(Collection entries)
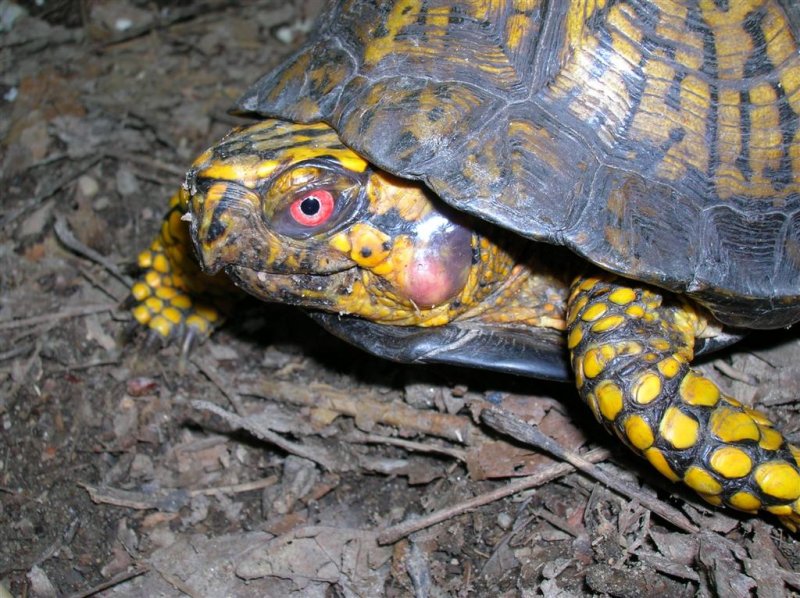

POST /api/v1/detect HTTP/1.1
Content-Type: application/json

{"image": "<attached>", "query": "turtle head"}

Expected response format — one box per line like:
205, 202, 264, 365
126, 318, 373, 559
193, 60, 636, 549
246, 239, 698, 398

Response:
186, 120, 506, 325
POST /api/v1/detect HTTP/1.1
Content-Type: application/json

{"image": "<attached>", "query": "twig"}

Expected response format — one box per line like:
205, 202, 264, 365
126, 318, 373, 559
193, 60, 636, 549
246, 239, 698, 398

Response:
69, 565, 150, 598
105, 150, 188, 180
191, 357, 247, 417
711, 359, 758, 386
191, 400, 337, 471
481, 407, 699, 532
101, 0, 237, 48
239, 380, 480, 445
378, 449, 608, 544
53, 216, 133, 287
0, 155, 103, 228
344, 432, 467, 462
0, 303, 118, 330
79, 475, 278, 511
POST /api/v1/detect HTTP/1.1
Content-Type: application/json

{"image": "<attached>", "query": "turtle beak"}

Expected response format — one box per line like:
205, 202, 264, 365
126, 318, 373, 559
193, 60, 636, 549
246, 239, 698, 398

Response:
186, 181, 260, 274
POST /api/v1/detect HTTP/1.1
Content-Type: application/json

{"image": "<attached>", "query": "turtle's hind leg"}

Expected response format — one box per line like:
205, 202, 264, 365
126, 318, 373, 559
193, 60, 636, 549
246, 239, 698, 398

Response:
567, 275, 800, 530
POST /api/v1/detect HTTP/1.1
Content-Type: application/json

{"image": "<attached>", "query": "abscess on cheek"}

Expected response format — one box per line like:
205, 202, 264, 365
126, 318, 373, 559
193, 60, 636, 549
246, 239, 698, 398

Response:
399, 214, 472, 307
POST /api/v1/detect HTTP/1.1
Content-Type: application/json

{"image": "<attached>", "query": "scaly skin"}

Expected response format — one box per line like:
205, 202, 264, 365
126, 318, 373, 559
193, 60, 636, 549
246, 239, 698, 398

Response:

* Work required: Can you give every line of the records above as a numbered list, skipping blank lines and leaving out the pictures?

* Written solution:
1. POST /api/v1/detect HTTP/1.1
2. Content-Type: application/json
3. {"image": "<attached>", "query": "turtle head"}
4. Expected response format — one box per line like:
5. 205, 202, 264, 365
6. 126, 318, 373, 559
7. 193, 60, 636, 549
8. 246, 239, 698, 398
9. Response:
10. 186, 120, 506, 325
11. POST /api/v1/detect HTTP/1.1
12. Content-Type: application/json
13. {"image": "<attached>", "query": "twig"}
14. Expected response format — one box per line like:
15. 205, 202, 264, 365
16. 126, 318, 373, 559
17. 193, 60, 636, 549
18. 246, 239, 698, 398
19. Response:
20. 69, 565, 150, 598
21. 105, 150, 188, 180
22. 191, 357, 247, 417
23. 711, 359, 758, 386
24. 191, 400, 337, 471
25. 481, 407, 699, 532
26. 101, 0, 237, 48
27. 239, 380, 480, 445
28. 378, 449, 608, 544
29. 53, 216, 133, 287
30. 0, 155, 103, 228
31. 344, 432, 467, 462
32. 0, 303, 118, 330
33. 79, 475, 278, 511
34. POST /api/v1/detect HTTP/1.1
35. Content-Type: application/json
36. {"image": "<attached>", "query": "turtle beak"}
37. Expected response format — one box per line like:
38. 205, 202, 264, 365
39. 126, 318, 373, 559
40. 193, 60, 636, 549
41. 246, 239, 698, 398
42. Response:
43. 186, 181, 260, 274
44. POST /api/v1/detect HTTP/1.1
45. Content-Type: application/json
46. {"image": "<attached>", "query": "turtle's hind leg"}
47. Expected response format — one box per line like:
48. 205, 202, 264, 365
49. 126, 318, 373, 559
50. 193, 60, 636, 549
51. 246, 239, 698, 398
52. Response:
53. 567, 275, 800, 530
54. POST /api/v1/detect HTTP/1.1
55. Content-Type: application/json
56. {"image": "<attached>", "query": "abscess on cheek"}
57. Expected response format — one box per line like:
58. 205, 202, 264, 365
59. 126, 318, 373, 559
60. 193, 60, 636, 549
61. 246, 239, 698, 398
62. Response:
63. 399, 214, 472, 307
64. POST /api/v1/detect HTTP/1.1
65. Content-Type: application/json
66. {"image": "<attached>", "query": "scaly skin"}
67. Expected response format — one box per line like:
68. 205, 202, 264, 365
69. 126, 318, 373, 559
70. 193, 60, 636, 549
71. 246, 239, 698, 398
72. Response:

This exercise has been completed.